● Work to be completed
A faithful retyping of every entry below is wanted, with images left out.

Saved entries:
# # # # # # #

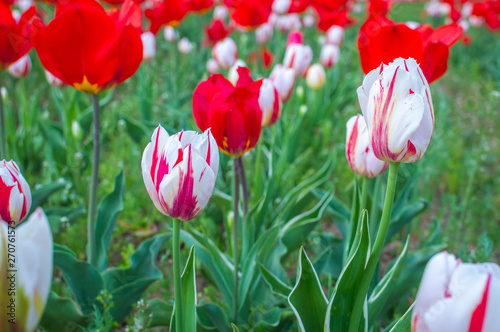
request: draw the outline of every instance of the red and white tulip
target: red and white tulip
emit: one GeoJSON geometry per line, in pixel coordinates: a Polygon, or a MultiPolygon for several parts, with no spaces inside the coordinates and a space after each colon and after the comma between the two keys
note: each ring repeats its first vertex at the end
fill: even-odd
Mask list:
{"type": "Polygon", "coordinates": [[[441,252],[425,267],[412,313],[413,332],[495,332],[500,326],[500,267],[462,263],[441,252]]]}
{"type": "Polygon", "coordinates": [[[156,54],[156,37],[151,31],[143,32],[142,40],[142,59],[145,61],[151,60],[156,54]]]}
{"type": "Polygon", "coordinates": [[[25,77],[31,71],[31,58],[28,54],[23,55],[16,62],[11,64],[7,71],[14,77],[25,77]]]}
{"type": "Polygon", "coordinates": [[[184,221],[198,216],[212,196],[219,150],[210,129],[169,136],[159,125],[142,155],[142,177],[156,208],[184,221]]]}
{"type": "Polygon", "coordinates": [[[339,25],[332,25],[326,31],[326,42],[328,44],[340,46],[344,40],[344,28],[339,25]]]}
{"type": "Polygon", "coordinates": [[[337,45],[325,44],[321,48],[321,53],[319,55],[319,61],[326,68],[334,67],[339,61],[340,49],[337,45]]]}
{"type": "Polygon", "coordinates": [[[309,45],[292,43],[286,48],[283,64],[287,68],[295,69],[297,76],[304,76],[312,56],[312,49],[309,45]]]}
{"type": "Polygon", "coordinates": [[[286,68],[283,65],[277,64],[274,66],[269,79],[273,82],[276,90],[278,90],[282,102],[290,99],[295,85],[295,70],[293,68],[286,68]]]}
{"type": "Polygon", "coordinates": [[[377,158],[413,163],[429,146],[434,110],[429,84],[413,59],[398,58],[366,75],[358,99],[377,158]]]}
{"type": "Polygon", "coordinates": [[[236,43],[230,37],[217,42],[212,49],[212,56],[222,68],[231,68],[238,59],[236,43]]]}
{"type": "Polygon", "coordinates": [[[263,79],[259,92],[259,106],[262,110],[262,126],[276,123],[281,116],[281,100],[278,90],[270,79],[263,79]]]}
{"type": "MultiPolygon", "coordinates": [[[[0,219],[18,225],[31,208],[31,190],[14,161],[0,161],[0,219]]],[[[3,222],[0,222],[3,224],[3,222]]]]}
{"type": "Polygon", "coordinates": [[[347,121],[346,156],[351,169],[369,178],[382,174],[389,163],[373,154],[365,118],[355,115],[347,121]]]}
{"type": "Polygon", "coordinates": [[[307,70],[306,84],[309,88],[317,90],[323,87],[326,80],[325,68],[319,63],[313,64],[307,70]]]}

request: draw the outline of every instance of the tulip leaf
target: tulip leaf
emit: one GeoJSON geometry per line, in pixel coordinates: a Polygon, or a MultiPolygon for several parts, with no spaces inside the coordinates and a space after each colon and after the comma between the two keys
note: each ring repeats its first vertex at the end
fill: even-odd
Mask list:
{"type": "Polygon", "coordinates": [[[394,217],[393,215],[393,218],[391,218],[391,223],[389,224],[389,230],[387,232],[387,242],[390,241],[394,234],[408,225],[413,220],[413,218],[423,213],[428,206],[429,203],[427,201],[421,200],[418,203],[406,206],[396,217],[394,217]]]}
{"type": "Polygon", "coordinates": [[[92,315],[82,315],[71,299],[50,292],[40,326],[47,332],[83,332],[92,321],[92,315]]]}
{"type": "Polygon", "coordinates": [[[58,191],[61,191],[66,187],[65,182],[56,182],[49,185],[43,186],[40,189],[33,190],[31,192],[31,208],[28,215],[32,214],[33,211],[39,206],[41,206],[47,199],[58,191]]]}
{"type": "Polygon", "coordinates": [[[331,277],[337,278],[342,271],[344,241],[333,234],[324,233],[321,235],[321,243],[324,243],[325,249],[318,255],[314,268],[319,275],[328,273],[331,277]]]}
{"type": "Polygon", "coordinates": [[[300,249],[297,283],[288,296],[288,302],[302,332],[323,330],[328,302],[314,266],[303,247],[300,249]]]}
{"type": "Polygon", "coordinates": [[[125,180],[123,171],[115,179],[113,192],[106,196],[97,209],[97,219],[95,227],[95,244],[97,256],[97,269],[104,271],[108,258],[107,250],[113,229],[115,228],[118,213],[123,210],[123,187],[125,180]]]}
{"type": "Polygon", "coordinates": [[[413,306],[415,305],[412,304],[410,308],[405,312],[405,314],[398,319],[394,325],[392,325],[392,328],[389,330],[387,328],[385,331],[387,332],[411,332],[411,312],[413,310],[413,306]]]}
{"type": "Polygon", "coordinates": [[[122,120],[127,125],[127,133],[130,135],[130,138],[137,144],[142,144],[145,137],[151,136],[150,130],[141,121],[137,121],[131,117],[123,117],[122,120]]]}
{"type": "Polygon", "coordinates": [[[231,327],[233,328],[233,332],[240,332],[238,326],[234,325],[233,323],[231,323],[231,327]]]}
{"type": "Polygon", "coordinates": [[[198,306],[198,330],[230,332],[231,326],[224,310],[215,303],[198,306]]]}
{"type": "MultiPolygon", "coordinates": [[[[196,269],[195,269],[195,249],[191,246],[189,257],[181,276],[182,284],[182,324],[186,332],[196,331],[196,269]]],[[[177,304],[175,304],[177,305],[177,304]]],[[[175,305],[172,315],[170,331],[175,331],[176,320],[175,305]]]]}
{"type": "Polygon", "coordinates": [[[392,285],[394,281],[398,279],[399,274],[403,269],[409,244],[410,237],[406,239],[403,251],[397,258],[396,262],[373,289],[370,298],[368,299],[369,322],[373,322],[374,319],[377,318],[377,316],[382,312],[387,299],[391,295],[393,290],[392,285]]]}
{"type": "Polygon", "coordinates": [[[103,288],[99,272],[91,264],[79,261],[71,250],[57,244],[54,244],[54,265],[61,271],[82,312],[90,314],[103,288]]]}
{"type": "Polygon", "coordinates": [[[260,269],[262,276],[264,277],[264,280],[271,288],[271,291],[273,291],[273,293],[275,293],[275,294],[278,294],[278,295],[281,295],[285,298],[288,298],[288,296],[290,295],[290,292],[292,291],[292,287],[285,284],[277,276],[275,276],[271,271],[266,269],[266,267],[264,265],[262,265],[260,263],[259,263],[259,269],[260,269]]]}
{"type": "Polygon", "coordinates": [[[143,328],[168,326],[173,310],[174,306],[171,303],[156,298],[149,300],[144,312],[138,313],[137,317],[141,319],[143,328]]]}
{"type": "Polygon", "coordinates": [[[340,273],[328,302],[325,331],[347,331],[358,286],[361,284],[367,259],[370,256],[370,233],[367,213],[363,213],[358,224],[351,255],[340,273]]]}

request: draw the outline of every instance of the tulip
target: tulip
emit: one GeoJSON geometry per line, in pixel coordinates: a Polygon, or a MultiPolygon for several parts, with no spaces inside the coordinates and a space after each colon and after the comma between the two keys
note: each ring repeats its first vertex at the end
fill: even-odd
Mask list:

# # # # # # #

● Reply to the task
request: draw the outline of every instance of the red and white tulip
target: red and white tulip
emit: one GeoJSON geometry per line, in pixel coordinates: a Polygon, or a MultiPolygon for several parts, with no spaces inside the coordinates and a space after each colon and after the comma between the two keys
note: each ring repeats its first vertex at the end
fill: even-odd
Mask list:
{"type": "Polygon", "coordinates": [[[441,252],[425,267],[412,313],[413,332],[495,332],[500,326],[500,267],[462,263],[441,252]]]}
{"type": "Polygon", "coordinates": [[[156,54],[156,37],[151,31],[143,32],[142,40],[142,59],[145,61],[151,60],[156,54]]]}
{"type": "Polygon", "coordinates": [[[25,77],[31,71],[31,58],[28,54],[23,55],[16,62],[11,64],[7,71],[14,77],[25,77]]]}
{"type": "Polygon", "coordinates": [[[184,221],[198,216],[212,196],[219,150],[210,129],[169,136],[159,125],[142,155],[142,177],[156,208],[184,221]]]}
{"type": "Polygon", "coordinates": [[[339,25],[332,25],[326,31],[326,42],[328,44],[340,46],[344,40],[344,28],[339,25]]]}
{"type": "Polygon", "coordinates": [[[337,45],[325,44],[321,48],[321,53],[319,55],[319,61],[326,68],[334,67],[339,61],[340,49],[337,45]]]}
{"type": "Polygon", "coordinates": [[[309,45],[292,43],[286,48],[283,64],[287,68],[295,69],[297,76],[304,76],[312,56],[312,49],[309,45]]]}
{"type": "Polygon", "coordinates": [[[286,68],[283,65],[277,64],[274,66],[269,79],[273,82],[276,90],[278,90],[282,102],[290,99],[295,85],[295,70],[293,68],[286,68]]]}
{"type": "Polygon", "coordinates": [[[377,158],[413,163],[429,146],[434,110],[429,84],[413,59],[398,58],[366,75],[358,99],[377,158]]]}
{"type": "Polygon", "coordinates": [[[236,43],[230,37],[217,42],[212,49],[212,56],[222,68],[231,68],[238,59],[236,43]]]}
{"type": "Polygon", "coordinates": [[[263,79],[259,92],[259,106],[262,110],[262,126],[276,123],[281,116],[281,100],[278,90],[270,79],[263,79]]]}
{"type": "MultiPolygon", "coordinates": [[[[0,219],[18,225],[31,208],[31,190],[14,161],[0,161],[0,219]]],[[[3,222],[0,222],[3,224],[3,222]]]]}
{"type": "Polygon", "coordinates": [[[347,121],[346,156],[351,169],[369,178],[382,174],[389,163],[373,154],[365,118],[355,115],[347,121]]]}
{"type": "Polygon", "coordinates": [[[307,70],[306,84],[309,88],[317,90],[323,87],[326,80],[325,68],[319,63],[313,64],[307,70]]]}

request: draw the outline of every instance of the tulip leaf
target: tulip leaf
emit: one GeoJSON geometry per line, in pixel coordinates: a Polygon, or a MultiPolygon for several parts, with no spaces inside the coordinates and a space after each colon and after the comma between the two keys
note: each ring repeats its first vertex at the end
fill: even-odd
Mask list:
{"type": "Polygon", "coordinates": [[[394,217],[393,215],[393,218],[391,218],[391,223],[389,224],[389,230],[387,232],[387,242],[390,241],[394,234],[408,225],[413,220],[413,218],[423,213],[428,206],[429,203],[427,201],[421,200],[418,203],[406,206],[396,217],[394,217]]]}
{"type": "Polygon", "coordinates": [[[92,315],[82,315],[71,299],[50,292],[40,326],[47,332],[83,332],[92,321],[92,315]]]}
{"type": "Polygon", "coordinates": [[[58,191],[61,191],[66,187],[65,182],[56,182],[49,185],[43,186],[40,189],[33,190],[31,192],[31,208],[28,215],[32,214],[33,211],[39,206],[41,206],[47,199],[58,191]]]}
{"type": "Polygon", "coordinates": [[[331,277],[337,278],[342,271],[344,241],[333,234],[324,233],[321,235],[321,243],[324,243],[325,249],[318,255],[314,268],[319,275],[328,273],[331,277]]]}
{"type": "Polygon", "coordinates": [[[300,249],[297,283],[288,296],[288,302],[302,332],[323,330],[328,302],[314,266],[303,247],[300,249]]]}
{"type": "Polygon", "coordinates": [[[125,180],[123,171],[115,179],[113,192],[106,196],[97,209],[97,219],[95,227],[95,244],[97,256],[97,269],[104,271],[108,258],[107,250],[113,229],[115,228],[118,213],[123,210],[123,187],[125,180]]]}
{"type": "Polygon", "coordinates": [[[413,306],[415,305],[412,304],[410,308],[405,312],[405,314],[398,319],[394,325],[392,325],[392,328],[389,330],[387,328],[385,331],[387,332],[411,332],[411,312],[413,310],[413,306]]]}
{"type": "Polygon", "coordinates": [[[122,120],[127,125],[127,133],[130,135],[130,138],[137,144],[142,144],[145,137],[151,136],[150,130],[141,121],[137,121],[131,117],[123,117],[122,120]]]}
{"type": "Polygon", "coordinates": [[[231,327],[233,328],[233,332],[240,332],[238,326],[234,325],[233,323],[231,323],[231,327]]]}
{"type": "Polygon", "coordinates": [[[198,306],[198,330],[230,332],[231,326],[224,310],[215,303],[198,306]]]}
{"type": "MultiPolygon", "coordinates": [[[[196,269],[195,269],[195,249],[191,246],[189,257],[181,276],[182,284],[182,324],[186,332],[196,331],[196,269]]],[[[177,304],[175,304],[177,305],[177,304]]],[[[175,305],[172,315],[170,331],[175,331],[176,320],[175,305]]]]}
{"type": "Polygon", "coordinates": [[[392,285],[394,281],[398,279],[399,274],[403,269],[409,244],[410,237],[406,239],[403,251],[397,258],[396,262],[373,289],[370,298],[368,299],[369,322],[373,322],[374,319],[377,318],[377,316],[382,312],[387,299],[391,295],[393,290],[392,285]]]}
{"type": "Polygon", "coordinates": [[[103,288],[99,272],[91,264],[79,261],[71,250],[57,244],[54,244],[54,265],[61,271],[82,312],[90,314],[103,288]]]}
{"type": "Polygon", "coordinates": [[[260,269],[262,276],[264,277],[264,280],[271,288],[271,291],[273,291],[273,293],[275,293],[275,294],[278,294],[278,295],[281,295],[285,298],[288,298],[288,296],[290,295],[290,292],[292,291],[292,287],[285,284],[277,276],[275,276],[271,271],[266,269],[266,267],[264,265],[262,265],[260,263],[259,263],[259,269],[260,269]]]}
{"type": "Polygon", "coordinates": [[[143,328],[168,326],[173,310],[174,306],[171,303],[156,298],[149,300],[144,312],[138,313],[137,317],[141,319],[143,328]]]}
{"type": "Polygon", "coordinates": [[[340,273],[328,302],[325,331],[347,331],[358,286],[361,284],[367,259],[370,256],[370,233],[367,213],[363,213],[358,224],[351,255],[340,273]]]}

request: draw the outline of every instance of the tulip
target: tulip
emit: one GeoJSON geometry per line, in pixel coordinates: a Polygon, or a MultiPolygon for several parts, with no spaces inside the coordinates and a space after each colon and after the comma between the two keys
note: each ring repeats its first vertex at the end
fill: even-odd
Mask list:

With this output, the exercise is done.